/Text-Generation

Implementation of Multi-Layer LSTMs for word-level language modelling in Tensorflow

Primary LanguagePythonMIT LicenseMIT

Text Generation

This repository demonstrates the word-level language modelling using LSTM (Long Short-Term Memory) networks in Tensorflow and Keras. The LSTM model is trained to predict next word in the sequence by capturing semantic inherent context of the words it has seen in the sequence during training time. The trained LSTM model can then be used to generate any number of words as a new text sequence that share similar statistical properties as the original training sequence data.

Requirements

  • Python 3.9
  • tensorflow 2.8
  • numpy 1.22.3

Usage

  • load_doc() loads the data and clean_doc() preprocesses the data to make it suitable for training the LSTM model. Moreover, save_doc() is used to save the data to the desired path attributed to out_filename variable.
  • build_model() builds the model. The average loss and associated model accuracy are printed after every epoch. Furthermore, to train a new network, run Text Generation.py. To extend the model to use pre-trained GloVe embeddings, please set pre_trained variable to True. Besides, all hyperparameters to control training and generation of the new text sequences are provided in the given .py file.

Generation

  • generate_seq() uses the training dataset to randomly sample the line (set of words) from it and then create vocabulary dictionary for the words lie in the randomly sampled sequence.
  • generate_seq() then generates the words using the preTrained LSTM-based language model.
  • n_words variable can be set to generate as many words as intended to form a new text sequence.

Samples

Input text sequence from The Republic by Plato dataset

when he said that a man when he grows old may learn many things for he can no more learn much than he 
can run much youth is the time for any extraordinary toil of course and therefore calculation and 
geometry and all the other elements of instruction which are a

Generated text sequence

preparation for dialectic should be presented to the name of idle spendthrifts of whom the other is the 
manifold and the unjust and is the best and the other which delighted to be the opening of the soul of 
the soul and the embroiderer will have to be said at

Data shown:
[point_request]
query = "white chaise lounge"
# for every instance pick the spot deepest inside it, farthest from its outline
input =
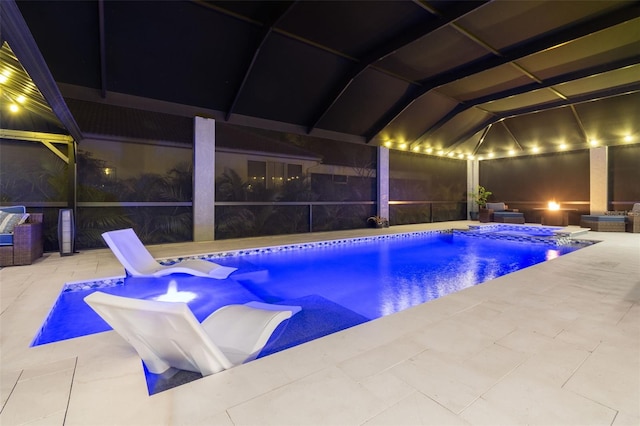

What is being asked:
From the LSTM text generation page above, retype word for word the passage that opens with the words containing "Requirements" and closes with "randomly sampled sequence.".

Written response:
Requirements

  • Python 3.9
  • tensorflow 2.8
  • numpy 1.22.3

Usage

  • load_doc() loads the data and clean_doc() preprocesses the data to make it suitable for training the LSTM model. Moreover, save_doc() is used to save the data to the desired path attributed to out_filename variable.
  • build_model() builds the model. The average loss and associated model accuracy are printed after every epoch. Furthermore, to train a new network, run Text Generation.py. To extend the model to use pre-trained GloVe embeddings, please set pre_trained variable to True. Besides, all hyperparameters to control training and generation of the new text sequences are provided in the given .py file.

Generation

  • generate_seq() uses the training dataset to randomly sample the line (set of words) from it and then create vocabulary dictionary for the words lie in the randomly sampled sequence.